**To be done:** Omit every picture while repeating the entries exactly.

**Materials provided:**

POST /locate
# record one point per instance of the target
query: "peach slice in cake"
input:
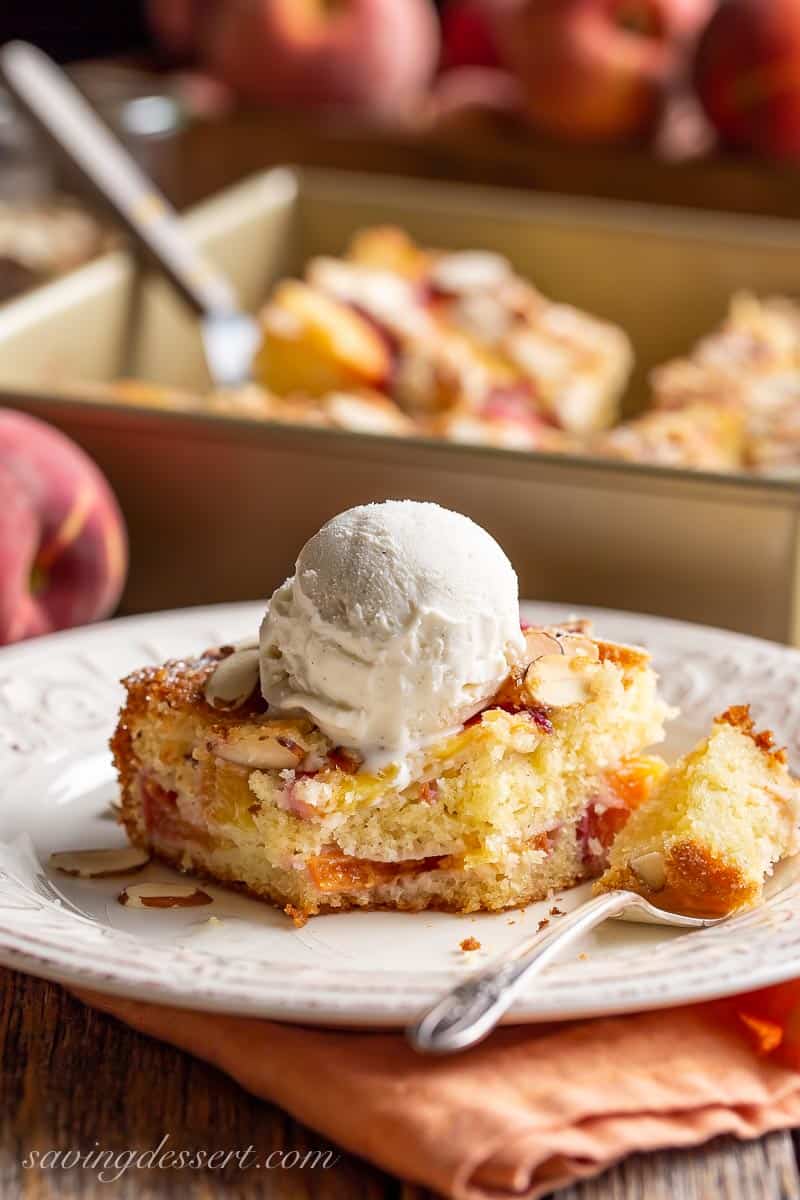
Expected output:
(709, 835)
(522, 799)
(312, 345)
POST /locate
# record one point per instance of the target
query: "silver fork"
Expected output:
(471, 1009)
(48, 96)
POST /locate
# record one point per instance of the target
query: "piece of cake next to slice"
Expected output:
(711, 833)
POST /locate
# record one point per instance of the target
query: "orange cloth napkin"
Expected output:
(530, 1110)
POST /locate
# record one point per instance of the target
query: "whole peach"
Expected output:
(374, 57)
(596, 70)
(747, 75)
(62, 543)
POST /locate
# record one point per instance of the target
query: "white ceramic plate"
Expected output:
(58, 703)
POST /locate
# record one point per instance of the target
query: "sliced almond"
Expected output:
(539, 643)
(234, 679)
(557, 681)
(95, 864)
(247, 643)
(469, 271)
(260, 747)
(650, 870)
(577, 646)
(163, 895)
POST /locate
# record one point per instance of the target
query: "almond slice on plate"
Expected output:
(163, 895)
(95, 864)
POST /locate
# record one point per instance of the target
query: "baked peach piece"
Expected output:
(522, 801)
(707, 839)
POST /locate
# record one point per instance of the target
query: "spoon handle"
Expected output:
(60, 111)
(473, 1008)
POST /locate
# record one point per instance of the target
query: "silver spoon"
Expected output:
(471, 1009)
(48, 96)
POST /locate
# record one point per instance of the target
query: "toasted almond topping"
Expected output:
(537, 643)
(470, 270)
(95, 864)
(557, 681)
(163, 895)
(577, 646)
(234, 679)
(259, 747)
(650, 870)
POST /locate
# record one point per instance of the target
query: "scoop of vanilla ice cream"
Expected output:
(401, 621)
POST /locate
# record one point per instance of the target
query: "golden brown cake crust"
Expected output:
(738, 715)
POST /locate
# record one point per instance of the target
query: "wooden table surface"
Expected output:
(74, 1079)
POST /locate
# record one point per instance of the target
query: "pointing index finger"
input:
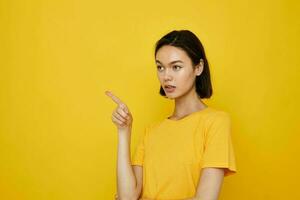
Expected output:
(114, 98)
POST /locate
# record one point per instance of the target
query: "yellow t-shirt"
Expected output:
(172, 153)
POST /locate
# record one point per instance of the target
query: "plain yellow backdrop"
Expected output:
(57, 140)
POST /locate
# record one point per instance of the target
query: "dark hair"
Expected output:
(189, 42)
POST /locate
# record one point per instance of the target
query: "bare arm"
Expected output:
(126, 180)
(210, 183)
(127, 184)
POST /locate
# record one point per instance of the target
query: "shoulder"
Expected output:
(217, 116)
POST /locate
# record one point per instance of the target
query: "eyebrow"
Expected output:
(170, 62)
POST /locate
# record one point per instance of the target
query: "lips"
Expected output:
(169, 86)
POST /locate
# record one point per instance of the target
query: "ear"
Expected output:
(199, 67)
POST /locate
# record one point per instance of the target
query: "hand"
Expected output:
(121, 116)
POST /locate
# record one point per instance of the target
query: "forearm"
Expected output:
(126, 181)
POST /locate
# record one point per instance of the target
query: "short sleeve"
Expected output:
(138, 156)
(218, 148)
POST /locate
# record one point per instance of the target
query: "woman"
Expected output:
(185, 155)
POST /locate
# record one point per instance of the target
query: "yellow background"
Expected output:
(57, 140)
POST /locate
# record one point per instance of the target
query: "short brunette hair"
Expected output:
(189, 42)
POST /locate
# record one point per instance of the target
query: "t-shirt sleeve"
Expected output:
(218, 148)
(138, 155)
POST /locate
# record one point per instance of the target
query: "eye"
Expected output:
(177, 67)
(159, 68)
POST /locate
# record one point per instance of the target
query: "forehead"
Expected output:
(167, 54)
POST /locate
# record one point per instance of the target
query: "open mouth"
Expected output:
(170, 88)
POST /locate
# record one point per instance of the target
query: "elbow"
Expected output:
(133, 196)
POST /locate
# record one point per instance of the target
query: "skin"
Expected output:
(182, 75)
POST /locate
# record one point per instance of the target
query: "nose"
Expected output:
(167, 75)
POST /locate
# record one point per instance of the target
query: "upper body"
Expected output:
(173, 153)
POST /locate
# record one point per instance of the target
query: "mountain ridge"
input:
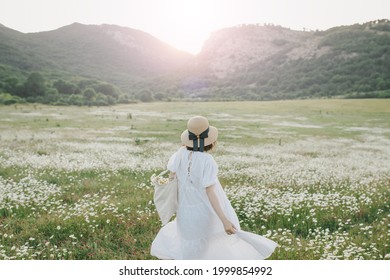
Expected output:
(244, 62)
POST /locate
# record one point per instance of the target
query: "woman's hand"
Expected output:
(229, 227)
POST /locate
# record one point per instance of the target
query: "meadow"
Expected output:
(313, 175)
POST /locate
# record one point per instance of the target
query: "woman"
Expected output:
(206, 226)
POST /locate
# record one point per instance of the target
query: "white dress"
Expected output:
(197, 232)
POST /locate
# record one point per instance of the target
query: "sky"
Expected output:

**Result of this exercise:**
POST /locate
# record one point per instance of the target
query: "peach slice in cake"
input:
Expected output:
(709, 835)
(522, 799)
(312, 345)
POST /locate
# record one point per instance of the target
query: "silver fork"
Expected output:
(471, 1009)
(48, 96)
POST /locate
# record one point per instance of the target
query: "piece of cake next to slice"
Expected output:
(711, 833)
POST /locate
# record one point per instance of the target
query: "orange cloth napkin"
Expected output:
(530, 1110)
POST /locate
# record one point per instance of the target
query: "whole peach"
Expected output:
(374, 57)
(596, 70)
(747, 75)
(62, 543)
POST /locate
# record one point per instance of the target
query: "white ceramic plate"
Expected output:
(58, 703)
POST /locate
# record one point per instance of the target
query: "sliced almond"
Expected output:
(539, 643)
(234, 679)
(557, 681)
(95, 864)
(247, 643)
(469, 271)
(260, 747)
(650, 870)
(577, 646)
(163, 895)
POST /locate
# record one point per instance of the target
query: "almond slice on plate"
Expected output:
(163, 895)
(95, 864)
POST /locate
# record one point per instance of the target
query: "baked peach piece"
Expected output:
(522, 801)
(707, 839)
POST /locate
# record one point per instance of the target
query: "spoon handle"
Expected output:
(60, 111)
(473, 1008)
POST /locate
# record one point per instance of the target
query: "silver spoon"
Expected output:
(471, 1009)
(48, 96)
POST /locate
# record one point per instance of the target
query: "toasted almond topping"
Expected output:
(537, 643)
(470, 270)
(95, 864)
(557, 681)
(163, 895)
(577, 646)
(234, 679)
(259, 747)
(650, 870)
POST /locate
# record one point per instance of the target
query: "scoop of vanilla ice cream"
Expected output:
(401, 621)
POST /locate
# record one point per instance of the target
query: "golden brown cake crust"
Expected output:
(738, 715)
POST /locate
# record one point per instance of the target
query: "wooden table surface"
Expected output:
(74, 1079)
POST /locate
# record one point per instance of the target
query: "pointing index finger"
input:
Expected output:
(114, 98)
POST /locate
# record one point per instance of the target
query: "yellow t-shirt"
Expected output:
(172, 153)
POST /locate
# record one point per instance of the target
query: "plain yellow backdrop"
Expected output:
(57, 140)
POST /locate
# record one point per instance of the target
query: "dark hair"
Expected output:
(189, 42)
POST /locate
# record one point per instance of the target
query: "bare arm"
Expected output:
(126, 180)
(210, 183)
(127, 184)
POST /locate
# record one point per instance of the target
query: "shoulder"
Expected output:
(217, 116)
POST /locate
# record one point per instance of the target
query: "eyebrow"
Expected output:
(170, 62)
POST /locate
# record one point per instance of the target
query: "lips"
Expected output:
(169, 86)
POST /locate
# record one point per instance of the target
query: "ear"
Expected output:
(199, 67)
POST /locate
# record one point per instance of the target
query: "hand"
Expected output:
(121, 116)
POST /locate
# record one point per instance of the target
query: "forearm"
Expected output:
(126, 181)
POST /locate
# record one point per instance of the target
query: "short sleeve"
Expected output:
(138, 156)
(218, 148)
POST /locate
# record one point per instance of the target
query: "woman"
Expected output:
(185, 155)
POST /locate
# record one point per instance of the target
query: "yellow background"
Expected output:
(57, 140)
POST /locate
# record one point per instance of the target
query: "short brunette hair"
Expected output:
(189, 42)
POST /locate
# record one point per instance of the target
query: "t-shirt sleeve"
Expected output:
(218, 148)
(138, 155)
POST /locate
# record one point per instance of the target
query: "eye"
Expected output:
(177, 67)
(159, 68)
POST /locate
# record one point per instance of the target
query: "forehead"
Expected output:
(167, 54)
POST /locate
# record one point per instance of the target
query: "open mouth"
Expected output:
(170, 88)
POST /locate
# record one point per instance of the target
query: "elbow"
Expected output:
(133, 196)
POST /locate
# record one point per instance of the target
query: "skin"
Expected output:
(182, 75)
POST /locate
# record one point per instance of the target
query: "nose"
Expected output:
(167, 75)
POST /locate
# record one point per instance of the target
query: "upper body"
Expected output:
(173, 153)
POST /locate
# record one point per instance of the target
query: "mountain ridge"
input:
Expected output:
(244, 62)
POST /locate
# record one point per instance of the target
query: "woman's hand"
Expected output:
(229, 227)
POST /locate
# record one point per instance of the target
query: "meadow"
Expected output:
(313, 175)
POST /locate
# record one point per instance of the target
query: "woman"
Expected output:
(206, 226)
POST /locate
# record one point per instance of the target
query: "white dress"
Expected output:
(197, 232)
POST /locate
# record one point per instance of the target
query: "sky"
Expected output:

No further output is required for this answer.